_Available data_.

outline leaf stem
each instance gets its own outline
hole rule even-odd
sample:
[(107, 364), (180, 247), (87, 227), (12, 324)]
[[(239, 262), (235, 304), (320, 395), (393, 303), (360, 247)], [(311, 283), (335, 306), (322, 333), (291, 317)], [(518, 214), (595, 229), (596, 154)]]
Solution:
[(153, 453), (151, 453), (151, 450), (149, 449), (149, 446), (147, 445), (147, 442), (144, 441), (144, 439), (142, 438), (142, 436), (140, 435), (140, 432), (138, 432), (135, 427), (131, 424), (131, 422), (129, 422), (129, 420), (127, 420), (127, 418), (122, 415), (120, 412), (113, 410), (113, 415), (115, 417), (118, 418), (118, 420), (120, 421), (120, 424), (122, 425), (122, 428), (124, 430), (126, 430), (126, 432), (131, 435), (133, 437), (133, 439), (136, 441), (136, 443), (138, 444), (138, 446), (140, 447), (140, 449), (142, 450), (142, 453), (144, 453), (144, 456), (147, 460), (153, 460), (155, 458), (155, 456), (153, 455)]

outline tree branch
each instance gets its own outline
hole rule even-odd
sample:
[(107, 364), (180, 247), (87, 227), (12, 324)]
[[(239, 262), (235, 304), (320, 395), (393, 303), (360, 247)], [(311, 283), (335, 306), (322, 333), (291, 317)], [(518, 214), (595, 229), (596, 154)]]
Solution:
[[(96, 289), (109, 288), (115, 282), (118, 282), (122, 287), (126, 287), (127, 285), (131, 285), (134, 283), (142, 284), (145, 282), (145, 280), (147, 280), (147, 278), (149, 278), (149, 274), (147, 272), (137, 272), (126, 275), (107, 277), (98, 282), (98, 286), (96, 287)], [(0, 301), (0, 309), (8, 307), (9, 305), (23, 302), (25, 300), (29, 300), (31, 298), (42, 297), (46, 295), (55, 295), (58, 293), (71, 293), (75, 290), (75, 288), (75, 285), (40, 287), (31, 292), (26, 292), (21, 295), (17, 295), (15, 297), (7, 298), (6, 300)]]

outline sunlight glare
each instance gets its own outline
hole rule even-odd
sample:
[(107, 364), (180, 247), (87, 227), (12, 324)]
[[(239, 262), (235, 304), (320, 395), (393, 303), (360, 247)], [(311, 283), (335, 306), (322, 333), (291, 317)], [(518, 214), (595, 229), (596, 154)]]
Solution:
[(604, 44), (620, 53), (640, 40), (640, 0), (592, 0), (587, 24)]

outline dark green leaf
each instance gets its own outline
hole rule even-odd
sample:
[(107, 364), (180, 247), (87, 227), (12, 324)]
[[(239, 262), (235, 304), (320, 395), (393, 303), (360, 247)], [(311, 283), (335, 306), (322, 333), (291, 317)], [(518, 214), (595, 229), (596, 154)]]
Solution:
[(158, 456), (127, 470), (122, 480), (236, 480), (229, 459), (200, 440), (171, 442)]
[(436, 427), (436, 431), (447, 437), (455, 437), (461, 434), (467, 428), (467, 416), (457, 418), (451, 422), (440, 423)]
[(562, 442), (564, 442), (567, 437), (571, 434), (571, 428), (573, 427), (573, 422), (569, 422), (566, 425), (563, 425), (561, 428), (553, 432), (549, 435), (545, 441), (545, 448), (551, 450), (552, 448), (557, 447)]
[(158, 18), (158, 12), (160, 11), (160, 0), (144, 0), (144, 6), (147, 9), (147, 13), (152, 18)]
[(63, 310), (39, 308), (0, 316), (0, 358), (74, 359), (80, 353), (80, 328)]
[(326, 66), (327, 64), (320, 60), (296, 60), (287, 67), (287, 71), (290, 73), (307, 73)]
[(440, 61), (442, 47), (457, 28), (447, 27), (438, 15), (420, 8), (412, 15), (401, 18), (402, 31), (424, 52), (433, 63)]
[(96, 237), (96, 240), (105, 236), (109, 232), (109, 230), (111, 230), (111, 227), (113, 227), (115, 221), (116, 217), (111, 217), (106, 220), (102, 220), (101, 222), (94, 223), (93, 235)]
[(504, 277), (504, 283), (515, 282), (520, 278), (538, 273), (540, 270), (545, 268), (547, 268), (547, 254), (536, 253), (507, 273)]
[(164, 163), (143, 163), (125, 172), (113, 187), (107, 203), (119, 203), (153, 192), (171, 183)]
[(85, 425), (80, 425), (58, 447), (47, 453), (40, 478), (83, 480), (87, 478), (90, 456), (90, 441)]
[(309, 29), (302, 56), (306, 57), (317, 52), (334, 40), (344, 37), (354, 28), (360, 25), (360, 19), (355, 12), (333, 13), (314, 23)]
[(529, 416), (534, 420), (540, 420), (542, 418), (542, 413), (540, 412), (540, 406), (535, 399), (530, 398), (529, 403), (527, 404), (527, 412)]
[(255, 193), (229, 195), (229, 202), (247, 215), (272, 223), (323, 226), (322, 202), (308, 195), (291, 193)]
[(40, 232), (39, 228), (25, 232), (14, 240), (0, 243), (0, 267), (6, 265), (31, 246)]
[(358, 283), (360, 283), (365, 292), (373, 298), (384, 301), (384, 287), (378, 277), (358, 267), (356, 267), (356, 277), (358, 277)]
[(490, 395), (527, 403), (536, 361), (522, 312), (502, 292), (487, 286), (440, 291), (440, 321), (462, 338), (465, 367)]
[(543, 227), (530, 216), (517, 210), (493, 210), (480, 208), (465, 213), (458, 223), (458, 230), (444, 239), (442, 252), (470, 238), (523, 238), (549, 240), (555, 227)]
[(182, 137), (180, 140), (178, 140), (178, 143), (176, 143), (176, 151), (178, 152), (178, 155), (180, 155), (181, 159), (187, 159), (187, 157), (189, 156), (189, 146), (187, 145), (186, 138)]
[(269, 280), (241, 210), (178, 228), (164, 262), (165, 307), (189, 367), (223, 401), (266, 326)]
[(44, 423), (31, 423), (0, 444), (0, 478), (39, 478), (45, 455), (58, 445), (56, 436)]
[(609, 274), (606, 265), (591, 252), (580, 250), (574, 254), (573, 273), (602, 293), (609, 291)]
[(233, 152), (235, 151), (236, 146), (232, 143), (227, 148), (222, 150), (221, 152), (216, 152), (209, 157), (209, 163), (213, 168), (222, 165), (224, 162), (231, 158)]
...
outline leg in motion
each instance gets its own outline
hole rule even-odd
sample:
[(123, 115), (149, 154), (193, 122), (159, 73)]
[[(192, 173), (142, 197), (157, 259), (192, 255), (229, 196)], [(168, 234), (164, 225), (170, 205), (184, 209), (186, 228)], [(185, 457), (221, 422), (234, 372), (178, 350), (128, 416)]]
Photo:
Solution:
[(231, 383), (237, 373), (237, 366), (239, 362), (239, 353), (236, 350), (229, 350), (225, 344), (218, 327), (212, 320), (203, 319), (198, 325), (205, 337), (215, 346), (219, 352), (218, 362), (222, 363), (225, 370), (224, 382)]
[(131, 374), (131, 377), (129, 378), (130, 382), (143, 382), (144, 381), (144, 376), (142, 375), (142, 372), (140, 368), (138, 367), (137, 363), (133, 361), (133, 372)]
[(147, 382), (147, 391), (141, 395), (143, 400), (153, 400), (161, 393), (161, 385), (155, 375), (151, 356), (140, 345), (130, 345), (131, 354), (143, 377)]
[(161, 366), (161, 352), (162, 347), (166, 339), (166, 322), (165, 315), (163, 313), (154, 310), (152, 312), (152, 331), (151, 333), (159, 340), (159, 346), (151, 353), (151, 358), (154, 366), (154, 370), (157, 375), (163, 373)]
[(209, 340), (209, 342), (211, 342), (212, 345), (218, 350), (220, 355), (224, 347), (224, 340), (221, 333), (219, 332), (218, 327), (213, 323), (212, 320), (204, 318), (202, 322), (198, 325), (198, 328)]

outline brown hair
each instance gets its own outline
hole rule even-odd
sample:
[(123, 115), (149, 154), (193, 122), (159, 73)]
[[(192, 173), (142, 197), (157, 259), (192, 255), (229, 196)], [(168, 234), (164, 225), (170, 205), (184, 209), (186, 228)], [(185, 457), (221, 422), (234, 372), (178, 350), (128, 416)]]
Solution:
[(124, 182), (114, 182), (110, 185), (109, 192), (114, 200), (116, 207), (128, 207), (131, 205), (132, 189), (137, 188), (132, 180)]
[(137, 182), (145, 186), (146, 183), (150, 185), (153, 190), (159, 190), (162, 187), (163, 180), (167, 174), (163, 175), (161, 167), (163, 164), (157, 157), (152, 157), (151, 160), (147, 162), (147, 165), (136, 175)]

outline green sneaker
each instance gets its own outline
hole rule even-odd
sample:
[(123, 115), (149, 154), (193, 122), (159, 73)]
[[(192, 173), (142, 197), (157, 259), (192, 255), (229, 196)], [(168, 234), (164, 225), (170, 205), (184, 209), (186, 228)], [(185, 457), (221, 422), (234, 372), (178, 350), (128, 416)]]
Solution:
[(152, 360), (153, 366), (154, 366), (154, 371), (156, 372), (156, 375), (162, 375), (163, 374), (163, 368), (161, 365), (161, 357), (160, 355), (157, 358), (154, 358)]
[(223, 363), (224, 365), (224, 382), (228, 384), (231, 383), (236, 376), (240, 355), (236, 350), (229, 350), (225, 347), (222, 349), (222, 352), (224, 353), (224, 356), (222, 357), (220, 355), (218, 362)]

_Required action_. How many lines of the material above have the word "leaf" in them? Give only that number.

_Task solution_. 2